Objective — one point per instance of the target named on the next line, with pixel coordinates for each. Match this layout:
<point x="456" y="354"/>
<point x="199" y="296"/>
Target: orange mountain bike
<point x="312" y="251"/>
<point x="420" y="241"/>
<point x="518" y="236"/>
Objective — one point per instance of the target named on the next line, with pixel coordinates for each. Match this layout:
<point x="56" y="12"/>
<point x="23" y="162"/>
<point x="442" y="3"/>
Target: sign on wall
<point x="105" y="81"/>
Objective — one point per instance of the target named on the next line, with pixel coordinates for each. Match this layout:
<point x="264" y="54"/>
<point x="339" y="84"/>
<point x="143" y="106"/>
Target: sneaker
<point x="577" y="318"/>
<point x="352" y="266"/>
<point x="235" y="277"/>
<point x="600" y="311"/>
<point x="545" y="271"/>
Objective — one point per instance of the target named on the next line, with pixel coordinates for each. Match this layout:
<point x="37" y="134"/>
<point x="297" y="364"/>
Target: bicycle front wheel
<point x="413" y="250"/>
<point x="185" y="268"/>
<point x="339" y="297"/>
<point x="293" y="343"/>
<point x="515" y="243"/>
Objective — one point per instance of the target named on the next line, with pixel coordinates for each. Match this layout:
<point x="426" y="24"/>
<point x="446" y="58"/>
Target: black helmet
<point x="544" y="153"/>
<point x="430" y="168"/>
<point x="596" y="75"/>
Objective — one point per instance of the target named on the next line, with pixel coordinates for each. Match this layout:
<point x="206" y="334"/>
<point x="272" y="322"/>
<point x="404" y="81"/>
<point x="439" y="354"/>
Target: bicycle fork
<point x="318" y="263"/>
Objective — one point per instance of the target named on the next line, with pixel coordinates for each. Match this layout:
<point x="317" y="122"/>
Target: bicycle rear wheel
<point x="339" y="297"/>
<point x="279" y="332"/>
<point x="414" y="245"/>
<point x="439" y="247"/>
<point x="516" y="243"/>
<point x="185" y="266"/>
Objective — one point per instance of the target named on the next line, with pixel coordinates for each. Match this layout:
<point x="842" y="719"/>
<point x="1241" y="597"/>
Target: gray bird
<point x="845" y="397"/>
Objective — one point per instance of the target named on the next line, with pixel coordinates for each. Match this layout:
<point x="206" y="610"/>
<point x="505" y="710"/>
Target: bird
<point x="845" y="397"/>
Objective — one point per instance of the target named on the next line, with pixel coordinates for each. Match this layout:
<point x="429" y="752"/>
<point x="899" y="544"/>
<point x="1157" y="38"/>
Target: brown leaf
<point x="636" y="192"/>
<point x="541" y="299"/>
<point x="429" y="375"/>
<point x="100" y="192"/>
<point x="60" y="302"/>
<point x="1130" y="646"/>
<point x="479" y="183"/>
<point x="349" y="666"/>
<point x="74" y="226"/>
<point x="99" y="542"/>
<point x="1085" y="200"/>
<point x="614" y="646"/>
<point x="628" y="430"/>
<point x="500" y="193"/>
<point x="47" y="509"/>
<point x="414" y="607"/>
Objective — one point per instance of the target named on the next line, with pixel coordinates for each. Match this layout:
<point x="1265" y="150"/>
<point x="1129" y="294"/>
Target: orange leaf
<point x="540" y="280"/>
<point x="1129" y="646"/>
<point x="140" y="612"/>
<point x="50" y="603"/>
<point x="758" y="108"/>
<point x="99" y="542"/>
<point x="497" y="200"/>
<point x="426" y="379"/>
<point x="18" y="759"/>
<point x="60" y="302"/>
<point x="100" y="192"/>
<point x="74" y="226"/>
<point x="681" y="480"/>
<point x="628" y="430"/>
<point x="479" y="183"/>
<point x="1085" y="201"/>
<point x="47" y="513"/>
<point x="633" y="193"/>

──────────────────────────────

What to work on: When you transcribe the records above, keep every line exactly the same.

The answer:
Objective — one point per instance of the target named on the next line, with pixel coordinates for each. Match this layout:
<point x="456" y="354"/>
<point x="199" y="296"/>
Target: orange mountain bike
<point x="312" y="251"/>
<point x="420" y="241"/>
<point x="518" y="236"/>
Objective — one point per instance of the target named on the next line, with pixel coordinates for each. Match this layout:
<point x="56" y="12"/>
<point x="23" y="162"/>
<point x="442" y="3"/>
Target: sign on wall
<point x="105" y="81"/>
Objective — one point per instance of the target named on the next line, with pixel coordinates for each. Match this layout:
<point x="264" y="54"/>
<point x="339" y="84"/>
<point x="143" y="106"/>
Target: sneaker
<point x="577" y="318"/>
<point x="352" y="266"/>
<point x="235" y="277"/>
<point x="600" y="311"/>
<point x="545" y="271"/>
Objective — one point per instance of the target named on the next line, with pixel coordinates for each. Match this layout:
<point x="37" y="134"/>
<point x="297" y="364"/>
Target: bicycle front wheel
<point x="413" y="250"/>
<point x="185" y="268"/>
<point x="339" y="297"/>
<point x="293" y="343"/>
<point x="515" y="243"/>
Objective — one point per instance of the target named on the next line, with pixel coordinates for each. Match this layout:
<point x="426" y="24"/>
<point x="446" y="58"/>
Target: black helmet
<point x="544" y="153"/>
<point x="430" y="168"/>
<point x="596" y="75"/>
Objective — one point per instance of the target named on the next line, with pixel coordinates for each. Match this layout:
<point x="206" y="334"/>
<point x="272" y="322"/>
<point x="404" y="81"/>
<point x="439" y="354"/>
Target: bicycle fork
<point x="318" y="263"/>
Objective — one point per instance of the target named on the next line, with pixel coordinates for each. Match this layout:
<point x="317" y="122"/>
Target: bicycle rear wheel
<point x="339" y="297"/>
<point x="279" y="332"/>
<point x="414" y="245"/>
<point x="439" y="247"/>
<point x="516" y="243"/>
<point x="185" y="266"/>
Objective — one point per instance of the target named on the next line, with pixel coordinates for each. Match this layout:
<point x="842" y="719"/>
<point x="1241" y="597"/>
Target: gray bird
<point x="845" y="397"/>
Objective — one point per instance of the target named on the next line, with pixel coordinates for each. Match this layout:
<point x="206" y="610"/>
<point x="505" y="710"/>
Target: bird
<point x="845" y="397"/>
Objective — one point per instance of the target named on the next line, with pixel coordinates for each. Match this layout:
<point x="429" y="752"/>
<point x="899" y="544"/>
<point x="1157" y="38"/>
Target: brown leaf
<point x="636" y="192"/>
<point x="541" y="299"/>
<point x="429" y="375"/>
<point x="100" y="192"/>
<point x="60" y="302"/>
<point x="1130" y="646"/>
<point x="479" y="183"/>
<point x="349" y="666"/>
<point x="74" y="226"/>
<point x="99" y="542"/>
<point x="1085" y="200"/>
<point x="614" y="646"/>
<point x="628" y="430"/>
<point x="500" y="193"/>
<point x="47" y="509"/>
<point x="414" y="607"/>
Objective — one point per instance of the target named on the next line, with pixel coordinates for each. Match this layout:
<point x="1265" y="150"/>
<point x="1129" y="294"/>
Target: orange leaf
<point x="540" y="280"/>
<point x="1129" y="646"/>
<point x="140" y="612"/>
<point x="50" y="603"/>
<point x="758" y="108"/>
<point x="99" y="542"/>
<point x="497" y="200"/>
<point x="426" y="379"/>
<point x="18" y="759"/>
<point x="60" y="302"/>
<point x="100" y="192"/>
<point x="74" y="226"/>
<point x="681" y="480"/>
<point x="628" y="430"/>
<point x="479" y="183"/>
<point x="1085" y="201"/>
<point x="47" y="513"/>
<point x="633" y="193"/>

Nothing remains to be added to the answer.